SELECTED EXTRACT:
↓

The hydrochemical data of surface water and groundwater, in the Kaidu River Basin, are presented in this study, with the objectives of exploring the predominant mechanisms and hydrochemical processes that control the hydrochemistry of both surface water and groundwater under the influence of intense human activities. This work should be useful for the understanding of water quality changes in arid areas, which is necessary for regional water resource management.

2. Study Site

The Kaidu River Basin is located at the southern slope of the Tianshan Mountains and the northern rim of the Tarim River Basin (Figure 1). It covers an area of 44,147 km2, with an altitude ranging from 928 m a.s.l. to 4796 m a.s.l. The Kaidu River originates from glaciers in the Tianshan Mountains, runs through the small Yourdusi Basin, the large Yourdusi Basin and, then, along the mountain valley to the Dashankou hydrometric station, through the Yanqi Basin, and finally flows into the Bosten Lake. It is one of the largest rivers on the southern slope of the Tianshans (with a mean annual discharge of 108.42 m3/s) [15].
The study area is situated in central Eurasia, controlled by a typical temperate continental climate. Climate characteristics differ significantly between the mountains and piedmont plains. The average temperatures are −4.2 °C and 8.9 °C with average precipitation of 280.5 mm and 84.3 mm, in the mountains and the plains, respectively. Approximately 86% and 80% of annual precipitation in the mountains and the plains, respectively, is concentrated in the May to September period.

↑

RAW DATA:
↓

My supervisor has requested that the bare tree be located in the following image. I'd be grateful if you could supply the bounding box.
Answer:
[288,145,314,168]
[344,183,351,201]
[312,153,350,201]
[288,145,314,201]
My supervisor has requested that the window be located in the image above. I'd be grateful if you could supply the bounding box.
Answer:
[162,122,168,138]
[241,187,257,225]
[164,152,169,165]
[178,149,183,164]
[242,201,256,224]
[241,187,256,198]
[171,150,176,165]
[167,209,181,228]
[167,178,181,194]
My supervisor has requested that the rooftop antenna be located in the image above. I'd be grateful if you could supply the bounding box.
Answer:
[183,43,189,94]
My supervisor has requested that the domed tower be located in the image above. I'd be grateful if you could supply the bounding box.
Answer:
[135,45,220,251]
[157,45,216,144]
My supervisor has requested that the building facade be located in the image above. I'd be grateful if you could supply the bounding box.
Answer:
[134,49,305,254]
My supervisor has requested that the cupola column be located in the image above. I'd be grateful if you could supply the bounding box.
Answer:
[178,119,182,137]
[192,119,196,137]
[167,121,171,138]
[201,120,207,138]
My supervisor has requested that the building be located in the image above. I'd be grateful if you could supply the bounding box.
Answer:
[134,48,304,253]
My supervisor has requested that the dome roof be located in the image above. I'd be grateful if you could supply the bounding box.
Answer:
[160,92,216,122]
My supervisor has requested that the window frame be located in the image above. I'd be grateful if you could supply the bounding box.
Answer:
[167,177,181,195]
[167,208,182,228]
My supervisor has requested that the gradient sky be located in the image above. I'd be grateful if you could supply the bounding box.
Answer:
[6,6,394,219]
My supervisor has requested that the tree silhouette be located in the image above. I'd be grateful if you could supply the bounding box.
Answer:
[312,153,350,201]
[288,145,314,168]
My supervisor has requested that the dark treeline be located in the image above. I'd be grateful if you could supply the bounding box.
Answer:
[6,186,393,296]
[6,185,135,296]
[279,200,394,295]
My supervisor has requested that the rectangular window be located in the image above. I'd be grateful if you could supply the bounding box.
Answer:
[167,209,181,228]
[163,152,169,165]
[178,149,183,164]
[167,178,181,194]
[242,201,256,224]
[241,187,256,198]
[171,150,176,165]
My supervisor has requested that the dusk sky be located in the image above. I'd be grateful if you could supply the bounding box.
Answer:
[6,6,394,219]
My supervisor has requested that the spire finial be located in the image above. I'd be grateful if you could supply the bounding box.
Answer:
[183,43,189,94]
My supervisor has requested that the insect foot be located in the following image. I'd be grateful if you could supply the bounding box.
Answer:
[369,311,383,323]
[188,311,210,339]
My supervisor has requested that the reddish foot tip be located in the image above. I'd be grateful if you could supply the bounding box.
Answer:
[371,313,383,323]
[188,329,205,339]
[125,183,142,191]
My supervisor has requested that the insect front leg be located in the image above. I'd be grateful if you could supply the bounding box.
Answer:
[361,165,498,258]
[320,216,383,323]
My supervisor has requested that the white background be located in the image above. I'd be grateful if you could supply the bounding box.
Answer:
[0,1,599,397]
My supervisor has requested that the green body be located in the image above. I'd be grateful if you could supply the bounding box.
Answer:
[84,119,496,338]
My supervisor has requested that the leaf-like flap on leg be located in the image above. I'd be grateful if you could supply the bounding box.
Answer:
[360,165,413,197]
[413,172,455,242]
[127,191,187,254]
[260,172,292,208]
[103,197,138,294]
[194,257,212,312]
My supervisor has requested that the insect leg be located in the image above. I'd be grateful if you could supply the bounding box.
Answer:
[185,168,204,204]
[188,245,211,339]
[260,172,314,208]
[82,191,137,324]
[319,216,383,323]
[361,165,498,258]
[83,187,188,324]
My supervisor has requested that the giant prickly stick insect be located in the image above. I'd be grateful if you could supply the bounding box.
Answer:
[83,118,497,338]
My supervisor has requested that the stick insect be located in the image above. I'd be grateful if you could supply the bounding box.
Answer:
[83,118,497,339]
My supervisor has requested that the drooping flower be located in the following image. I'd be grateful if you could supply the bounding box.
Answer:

↑

REQUIRED WORK: Carry on the Kaidu River Basin study text from the point where it stops. The rows have no connection to the Kaidu River Basin text.

WRITTEN REPLY:
The Kaidu River Basin is located at the southern Tianshan geosynclinal folded zone; folds and faults have developed under this influence. The North-West-West (NWW) and Nort-East-East (NEE) trending faults are the major two groups of faults; the NWW trending fault is in accordance with the main tectonic line. The exposure strata are mainly Cenozoic-Quaternary sediments in the small Yourdusi Basin, large Yourdusi Basin, and Yanqi Basin; Paleozoic sediments in the alpine valley region; and Proterozoic era sediments in the valley area at the east of the small Yourdusi Basin. The outcropped lithologies in the Kaidu River Basin are mainly glutenite, argillaceous sandstone, mudstone, clay, and silt, which are rich in carbonate, sulfate, and halite [16,17]. The groundwater resource is richer in the mountainous areas than in the plains.
The annual river runoff at the mountain outlet station ranges from 24.61 × 10 8   m 3 to 57.26 × 10 8   m 3 , with a mean value of 35.32 × 10 8   m 3 . The maximum runoff occurred in July and August. The spatial and temporal variations of groundwater depth in the downstream of the Kaidu River Basin are very significant. The groundwater depth increases with the distance from the Kaidu River. The annual mean groundwater level ranges from 3 m to more than 28 m below the ground. In recent years, the groundwater level has decreased significantly, averaging a 5 m to 14 m decrease. Because of over pumping for irrigation, the groundwater level is the shallowest in winter and deepest during the growing season (June to August) and during the autumn irrigation season (October). In regions with large farmland areas, the groundwater level is deeper than in other areas.
The major land uses in the basins are grasslands (accounting for 61.60% of the total study area), deserts (27.72%), and farmland (6.07%) (Figure 1). In the mountains, the major soil types are tundra soil, meadow soil, steppe soil, chestnut soil, and brown desert soil. In the plains, the major soil types are moisture soil, brown desert soil, saline soil, and irrigation desert soil [16,17].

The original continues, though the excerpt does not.